Document:

-*-*-

When we had no money and the situation was precarious, week to week, month to month, the distillery survived because of the drive, the will and the passion of these people. They’ve instilled it in me and given me the opportunity to learn how to make whisky, and showed me the kindness.

Susan: Well, if they hadn’t seen the passion in you.

Adam: I think it’s both ways.

Susan: Now working in a distillery and actually making the spirit itself are two different things. How did you find out that you even had the mouth, the tongue, I don’t know the right words for it. That ability to taste and know what is good and right for Bruichladdich.

Adam: I think that’s down to experience, to be honest. It’s one of the great things working alongside Jim. Jim was Master Distiller. He was the blend that put all the whiskies together.  Whether we make Bruichladdich, Port Charlotte, Octomore, whether it’s Islay grown, all the detail we put in is really is down to him and Duncan and the guys to implement.

These ideas – like sourcing barley from different places to understand the flavor – it’s down to Jim. The cask it’s matured in and and how long it matures, where it matures, what strength you fill the cast, every the detail, it was down to Jim.

-*-*-

Written problem 1: Reproduce the passage of the distillery interview between "Adam: I think that’s" and "was down to Jim.", inclusive.
Written problem 2: Name every person mentioned by name in the distillery interview.

-*-*-

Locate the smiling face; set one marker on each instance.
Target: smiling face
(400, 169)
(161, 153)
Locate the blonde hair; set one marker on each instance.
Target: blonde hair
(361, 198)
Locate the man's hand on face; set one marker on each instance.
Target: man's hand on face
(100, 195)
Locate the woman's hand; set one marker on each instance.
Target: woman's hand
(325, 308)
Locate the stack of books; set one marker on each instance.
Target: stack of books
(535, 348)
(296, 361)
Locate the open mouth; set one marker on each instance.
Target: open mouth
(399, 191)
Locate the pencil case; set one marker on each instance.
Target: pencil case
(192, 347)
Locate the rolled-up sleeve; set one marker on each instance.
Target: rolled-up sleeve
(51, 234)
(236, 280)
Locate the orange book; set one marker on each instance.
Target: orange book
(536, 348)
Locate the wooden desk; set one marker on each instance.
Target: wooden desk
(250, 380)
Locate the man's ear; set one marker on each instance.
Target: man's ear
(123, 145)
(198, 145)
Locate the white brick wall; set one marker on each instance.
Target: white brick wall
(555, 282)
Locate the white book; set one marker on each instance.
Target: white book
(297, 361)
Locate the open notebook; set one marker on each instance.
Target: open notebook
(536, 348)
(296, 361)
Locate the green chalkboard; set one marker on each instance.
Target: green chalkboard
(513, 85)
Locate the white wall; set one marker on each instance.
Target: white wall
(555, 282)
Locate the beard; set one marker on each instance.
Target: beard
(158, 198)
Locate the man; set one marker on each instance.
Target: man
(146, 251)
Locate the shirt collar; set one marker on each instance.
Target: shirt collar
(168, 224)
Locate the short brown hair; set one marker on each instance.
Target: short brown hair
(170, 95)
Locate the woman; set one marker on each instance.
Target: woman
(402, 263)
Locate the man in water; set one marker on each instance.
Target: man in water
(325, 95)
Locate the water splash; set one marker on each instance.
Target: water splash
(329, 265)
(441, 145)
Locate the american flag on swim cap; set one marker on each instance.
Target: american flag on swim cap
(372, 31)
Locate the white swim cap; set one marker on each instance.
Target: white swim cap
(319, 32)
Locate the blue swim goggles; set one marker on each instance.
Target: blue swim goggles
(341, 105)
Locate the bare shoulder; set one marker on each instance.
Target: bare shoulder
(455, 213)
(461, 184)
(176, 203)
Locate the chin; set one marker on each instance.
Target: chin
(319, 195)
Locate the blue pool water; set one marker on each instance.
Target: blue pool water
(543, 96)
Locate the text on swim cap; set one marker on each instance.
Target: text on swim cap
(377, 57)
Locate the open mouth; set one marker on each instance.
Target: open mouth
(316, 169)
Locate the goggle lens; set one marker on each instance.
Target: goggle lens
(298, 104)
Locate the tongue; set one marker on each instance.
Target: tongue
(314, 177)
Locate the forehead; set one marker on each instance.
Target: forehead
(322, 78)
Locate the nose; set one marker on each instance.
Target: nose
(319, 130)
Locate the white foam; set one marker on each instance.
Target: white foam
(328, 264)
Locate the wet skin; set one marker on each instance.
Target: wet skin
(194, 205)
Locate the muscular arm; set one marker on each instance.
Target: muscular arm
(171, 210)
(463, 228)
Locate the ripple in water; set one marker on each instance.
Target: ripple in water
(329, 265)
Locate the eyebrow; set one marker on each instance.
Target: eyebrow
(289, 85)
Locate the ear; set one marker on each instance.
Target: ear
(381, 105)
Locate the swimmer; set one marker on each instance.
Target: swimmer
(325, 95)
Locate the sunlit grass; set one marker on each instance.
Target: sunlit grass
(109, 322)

-*-*-

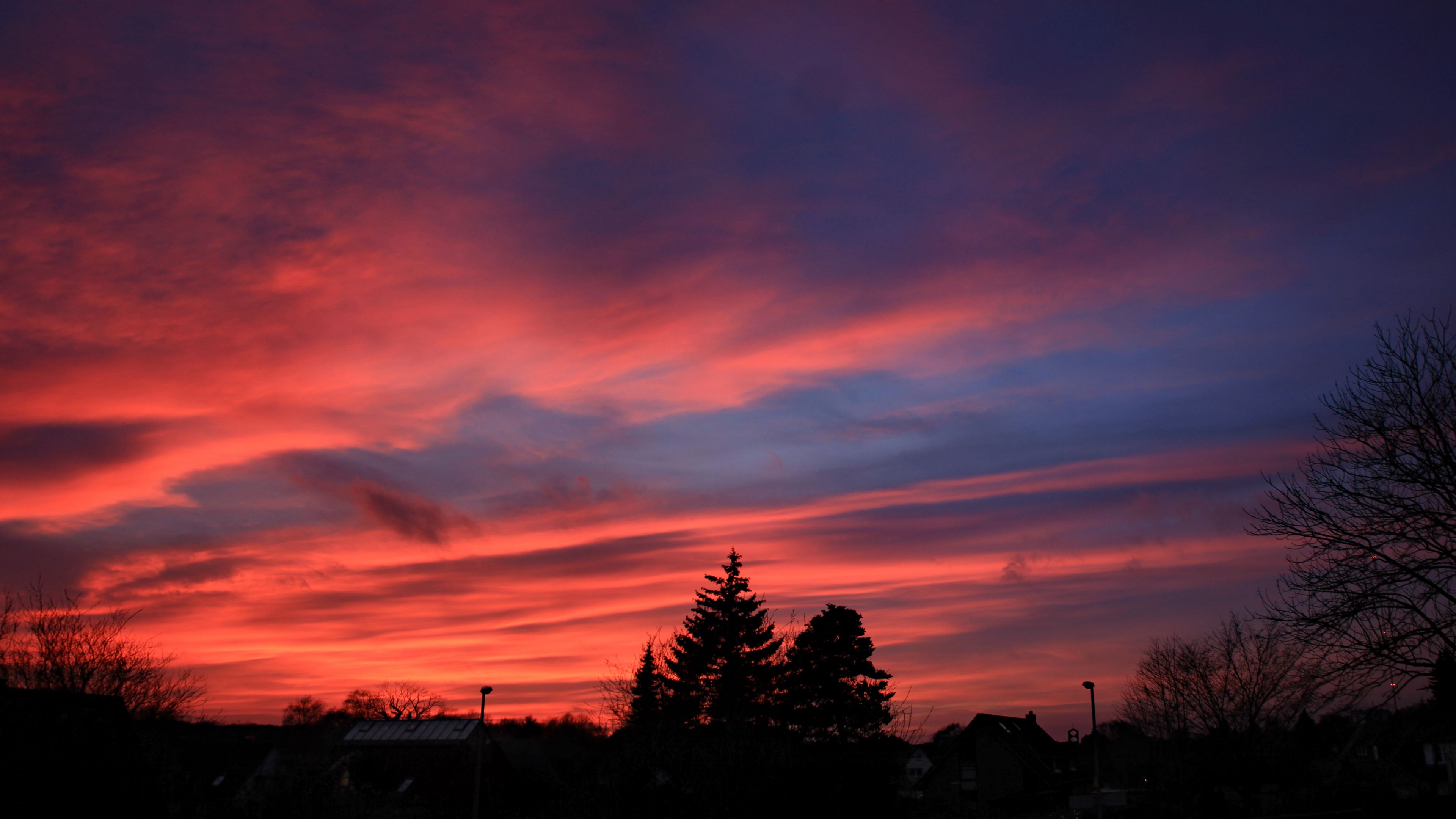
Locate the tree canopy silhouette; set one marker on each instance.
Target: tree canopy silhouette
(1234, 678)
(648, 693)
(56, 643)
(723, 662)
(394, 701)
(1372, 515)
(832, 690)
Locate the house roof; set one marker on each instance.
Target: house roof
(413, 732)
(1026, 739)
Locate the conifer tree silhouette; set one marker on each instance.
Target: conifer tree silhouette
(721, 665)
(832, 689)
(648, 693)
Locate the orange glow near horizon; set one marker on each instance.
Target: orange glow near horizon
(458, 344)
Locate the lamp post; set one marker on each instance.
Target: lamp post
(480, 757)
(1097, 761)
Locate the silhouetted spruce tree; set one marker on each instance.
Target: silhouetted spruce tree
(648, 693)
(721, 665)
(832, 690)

-*-*-

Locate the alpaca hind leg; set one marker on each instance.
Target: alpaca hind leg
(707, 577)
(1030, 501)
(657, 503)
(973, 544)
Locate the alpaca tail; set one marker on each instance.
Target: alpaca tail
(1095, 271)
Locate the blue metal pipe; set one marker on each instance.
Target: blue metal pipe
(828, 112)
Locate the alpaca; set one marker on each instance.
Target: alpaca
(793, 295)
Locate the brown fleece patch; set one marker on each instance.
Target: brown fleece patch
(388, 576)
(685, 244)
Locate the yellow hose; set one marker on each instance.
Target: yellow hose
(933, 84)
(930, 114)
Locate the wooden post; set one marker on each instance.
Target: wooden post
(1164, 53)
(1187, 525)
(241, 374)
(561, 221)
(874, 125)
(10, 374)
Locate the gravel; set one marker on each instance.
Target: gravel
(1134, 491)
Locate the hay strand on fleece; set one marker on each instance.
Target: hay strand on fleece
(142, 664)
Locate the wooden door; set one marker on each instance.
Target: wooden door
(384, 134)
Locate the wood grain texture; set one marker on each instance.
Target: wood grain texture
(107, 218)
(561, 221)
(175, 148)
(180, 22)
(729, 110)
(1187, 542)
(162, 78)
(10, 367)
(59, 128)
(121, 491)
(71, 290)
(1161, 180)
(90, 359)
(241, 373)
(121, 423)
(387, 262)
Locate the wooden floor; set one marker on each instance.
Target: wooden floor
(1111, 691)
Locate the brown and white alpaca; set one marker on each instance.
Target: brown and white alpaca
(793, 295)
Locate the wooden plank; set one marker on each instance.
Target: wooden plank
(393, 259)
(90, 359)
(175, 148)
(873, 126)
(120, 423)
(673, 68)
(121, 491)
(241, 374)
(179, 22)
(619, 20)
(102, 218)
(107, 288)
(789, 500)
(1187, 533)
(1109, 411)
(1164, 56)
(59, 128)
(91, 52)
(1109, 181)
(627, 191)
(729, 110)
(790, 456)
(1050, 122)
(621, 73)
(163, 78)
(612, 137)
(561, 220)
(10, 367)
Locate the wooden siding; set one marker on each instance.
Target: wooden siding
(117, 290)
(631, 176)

-*-*-

Final result 1:
Adam: I think that’s down to experience, to be honest. It’s one of the great things working alongside Jim. Jim was Master Distiller. He was the blend that put all the whiskies together.  Whether we make Bruichladdich, Port Charlotte, Octomore, whether it’s Islay grown, all the detail we put in is really is down to him and Duncan and the guys to implement.

These ideas – like sourcing barley from different places to understand the flavor – it’s down to Jim. The cask it’s matured in and and how long it matures, where it matures, what strength you fill the cast, every the detail, it was down to Jim.

Final result 2: Susan, Adam, Jim, Duncan